[Saved entries]
===============

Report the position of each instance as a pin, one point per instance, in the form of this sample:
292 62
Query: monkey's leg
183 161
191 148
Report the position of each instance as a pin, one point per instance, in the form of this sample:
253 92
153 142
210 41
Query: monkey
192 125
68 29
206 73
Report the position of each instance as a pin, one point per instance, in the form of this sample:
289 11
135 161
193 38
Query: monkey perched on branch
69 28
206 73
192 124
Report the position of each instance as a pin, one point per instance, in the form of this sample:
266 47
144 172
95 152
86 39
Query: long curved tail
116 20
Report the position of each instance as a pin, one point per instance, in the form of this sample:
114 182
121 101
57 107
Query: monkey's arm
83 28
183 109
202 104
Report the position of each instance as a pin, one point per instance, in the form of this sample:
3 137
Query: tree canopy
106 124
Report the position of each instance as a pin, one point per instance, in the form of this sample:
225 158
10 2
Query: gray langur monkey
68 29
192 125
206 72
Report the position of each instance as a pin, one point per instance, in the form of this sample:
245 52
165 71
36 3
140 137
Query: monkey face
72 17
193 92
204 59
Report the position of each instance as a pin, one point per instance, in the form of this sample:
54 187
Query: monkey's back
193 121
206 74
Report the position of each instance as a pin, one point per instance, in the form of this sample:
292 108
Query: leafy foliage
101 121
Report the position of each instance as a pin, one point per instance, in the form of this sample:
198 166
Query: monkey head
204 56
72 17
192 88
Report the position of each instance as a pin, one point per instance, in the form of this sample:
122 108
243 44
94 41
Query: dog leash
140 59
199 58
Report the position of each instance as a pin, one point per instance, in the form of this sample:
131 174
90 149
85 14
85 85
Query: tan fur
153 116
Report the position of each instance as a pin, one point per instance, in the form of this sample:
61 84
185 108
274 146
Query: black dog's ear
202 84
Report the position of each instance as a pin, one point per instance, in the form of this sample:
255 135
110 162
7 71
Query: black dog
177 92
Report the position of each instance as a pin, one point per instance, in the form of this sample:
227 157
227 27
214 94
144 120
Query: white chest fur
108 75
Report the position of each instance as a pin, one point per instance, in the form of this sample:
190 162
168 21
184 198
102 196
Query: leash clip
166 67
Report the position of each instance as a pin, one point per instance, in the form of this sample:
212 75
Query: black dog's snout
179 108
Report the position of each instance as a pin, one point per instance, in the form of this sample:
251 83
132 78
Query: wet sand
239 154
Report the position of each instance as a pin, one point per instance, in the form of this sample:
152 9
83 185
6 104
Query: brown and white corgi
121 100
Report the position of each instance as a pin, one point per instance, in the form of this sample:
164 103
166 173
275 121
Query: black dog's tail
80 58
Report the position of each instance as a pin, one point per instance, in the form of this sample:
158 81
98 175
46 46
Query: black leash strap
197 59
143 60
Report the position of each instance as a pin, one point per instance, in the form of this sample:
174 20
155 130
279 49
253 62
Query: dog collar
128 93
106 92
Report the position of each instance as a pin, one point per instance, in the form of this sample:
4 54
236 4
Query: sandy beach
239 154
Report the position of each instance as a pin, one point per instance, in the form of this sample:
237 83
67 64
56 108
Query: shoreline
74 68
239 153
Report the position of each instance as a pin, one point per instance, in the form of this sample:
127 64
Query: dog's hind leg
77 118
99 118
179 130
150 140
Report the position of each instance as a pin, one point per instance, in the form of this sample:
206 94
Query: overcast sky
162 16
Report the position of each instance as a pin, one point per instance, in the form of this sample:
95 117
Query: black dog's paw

===============

Your task: Each record needs to be copied out again, letter for letter.

Exercise answer:
Report the position of each instance as a pin, one point per instance, in the form of this sample:
292 62
Query: monkey's leg
183 161
191 148
Report the position of each instance as a pin, one point per instance, in the form of this sample:
253 92
153 142
210 41
Query: monkey
192 125
68 29
206 73
Report the position of each instance as a pin, one point per instance, in the form of this sample:
289 11
135 161
193 38
Query: monkey perched on branch
69 28
206 73
192 124
Report the position of each instance as a pin, one point per instance, in the form of this sample:
266 47
144 172
95 152
86 39
Query: long curved tail
116 20
Report the position of each instance as a pin, one point per instance, in the form of this sample:
114 182
121 101
57 107
Query: monkey's arm
83 28
183 109
202 104
Report the position of each instance as a pin, one point per instance, in the form of this sample:
3 137
Query: tree canopy
106 124
Report the position of each instance as a pin, one point per instance, in the form of this sample:
225 158
10 2
Query: gray langur monkey
68 29
192 125
206 72
Report the position of each instance as a pin, one point per instance, in the form of this sample:
245 52
165 71
36 3
140 137
Query: monkey face
72 17
193 92
204 59
Report the position of each instance as a pin, one point per instance, in the form of this sample:
54 187
Query: monkey's back
193 121
206 74
Report the position of each instance as a pin, one point per instance, in the form of this sample:
292 108
Query: leafy foliage
101 121
Report the position of each instance as a pin, one point per instance, in the form of this sample:
198 166
Query: monkey head
204 56
72 17
192 88
Report the position of each instance as a pin, one point per instance, in the form of this sample:
122 108
243 44
94 41
Query: dog leash
140 59
199 58
Report the position of each instance as a pin, one point per instance, in the form of this sample:
131 174
90 149
85 14
85 85
Query: tan fur
153 116
Report the position of each instance as a pin, one point per instance, in the form of this sample:
61 84
185 108
274 146
Query: black dog's ear
202 84
Report the position of each instance as a pin, one point per instance, in the form of this sample:
255 135
110 162
7 71
Query: black dog
177 92
Report the position of each instance as a pin, one point per instance, in the form of this sample:
227 157
227 27
214 94
144 120
Query: white chest fur
108 75
Report the position of each instance as a pin, one point per instance, in the form of this sample:
190 162
168 21
184 198
102 196
Query: leash clip
166 67
Report the position of each instance as a pin, one point per instance, in the form of this sample:
212 75
Query: black dog's snout
179 108
Report the position of each instance as a pin, one point per instance, in the form of this sample:
251 83
132 78
Query: wet sand
239 154
Report the position of each instance as a pin, one point per instance, in the form of this sample:
152 9
83 185
6 104
Query: brown and white corgi
121 100
Report the position of each instance as a pin, one point per instance, in the form of this sample:
164 103
166 173
275 121
Query: black dog's tail
80 58
Report the position of each instance as a pin, one point per instance, in the form of this sample:
158 81
98 175
46 46
Query: black leash strap
197 59
143 60
Report the position of each instance as a pin, one point per instance, in the form of this sample:
174 20
155 130
279 49
253 62
Query: dog collar
128 93
106 92
Report the position of each instance as a pin, one point per instance, in the form of this sample:
4 54
236 4
Query: sandy beach
239 154
Report the position of each instance as a pin, one point per instance, in the form of this sample:
237 83
67 64
56 108
Query: shoreline
74 68
239 153
Report the position of each instance as a pin, one point per instance, in the form of this sample:
127 64
Query: dog's hind leg
77 118
99 118
179 130
150 140
Report the position of each instance as a pin, one point per instance, in the form of this sample:
206 94
Query: overcast sky
162 16
Report the position of each instance as a pin, one point per instance, in the form of this sample:
95 117
Query: black dog's paw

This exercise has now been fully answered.